Publié dans Le Soir d'Algérie le 03 - 05 - 2014

Docteur en psychologie clinique, maître de conférences à l'université d'Alger 2, chercheur et psychothérapeute, Nacir Benhalla est riche d'une expérience clinique de plus de vingt ans. Il a notamment étudié le fonctionnement psychique du jeune adulte en souffrance. Les résultats de ses travaux ont été publiés dans des revues spécialisées et universitaires. Nacir Benhalla est également l'auteur d'un ouvrage de référence, Expressions et caractéristiques de la névrose en Algérie (éditions l'Harmattan, Paris 2013). Il évoque pour Soirmagazine certains aspects de la souffrance mentale en Algérie et explique le recours aux thérapies traditionnelles.
Soirmagazine : Vous avez beaucoup étudié le fonctionnement psychique du jeune adulte en souffrance. Pouvez-vous nous donner, en termes simples, un aperçu sur la névrose en Algérie et sur la psychopathologie spécifique développée par ces jeunes ?

=== DONNÉES DE L'EXERCICE ===
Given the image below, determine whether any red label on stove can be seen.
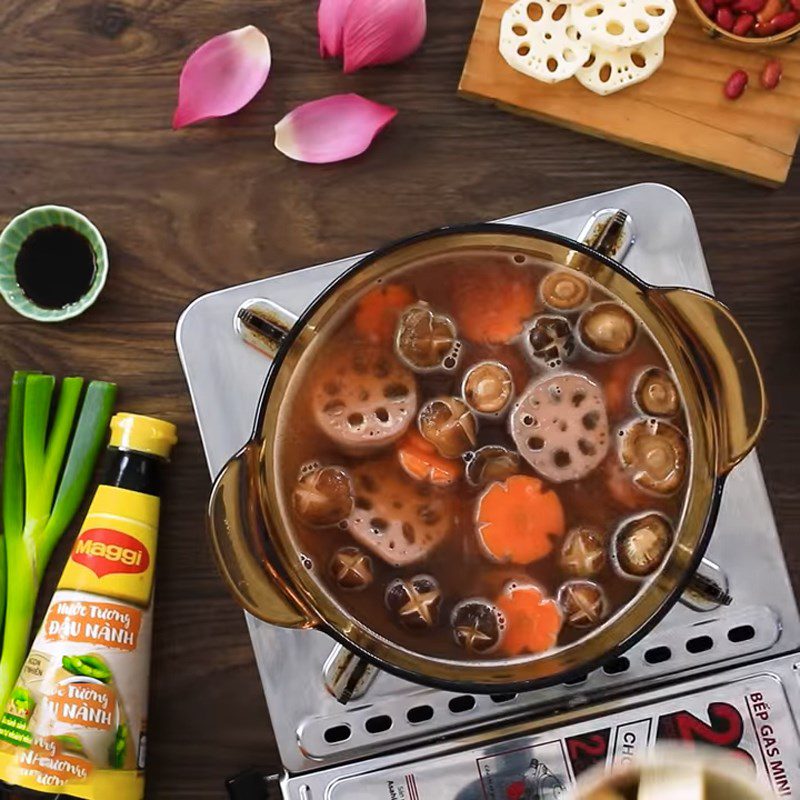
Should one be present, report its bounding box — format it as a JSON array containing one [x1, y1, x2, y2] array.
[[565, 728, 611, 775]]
...
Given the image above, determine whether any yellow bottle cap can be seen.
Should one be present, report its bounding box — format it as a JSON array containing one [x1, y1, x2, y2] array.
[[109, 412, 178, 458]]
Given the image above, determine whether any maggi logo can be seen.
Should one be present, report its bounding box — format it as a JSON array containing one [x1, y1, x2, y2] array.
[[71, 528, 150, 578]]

=== LISTE DES CONSIGNES ===
- A) Reproduisez à l'identique le passage de l'extrait compris entre « Docteur en psychologie » et « aux thérapies traditionnelles. ».
- B) Relevez tous les titres et toutes les fonctions que l'extrait attribue à Nacir Benhalla dans la première phrase de sa présentation.

=== RÉPONSES AUX CONSIGNES ===
- A)
Docteur en psychologie clinique, maître de conférences à l'université d'Alger 2, chercheur et psychothérapeute, Nacir Benhalla est riche d'une expérience clinique de plus de vingt ans. Il a notamment étudié le fonctionnement psychique du jeune adulte en souffrance. Les résultats de ses travaux ont été publiés dans des revues spécialisées et universitaires. Nacir Benhalla est également l'auteur d'un ouvrage de référence, Expressions et caractéristiques de la névrose en Algérie (éditions l'Harmattan, Paris 2013). Il évoque pour Soirmagazine certains aspects de la souffrance mentale en Algérie et explique le recours aux thérapies traditionnelles.

- B)
- Docteur en psychologie clinique
- Maître de conférences à l'université d'Alger 2
- Chercheur
- Psychothérapeute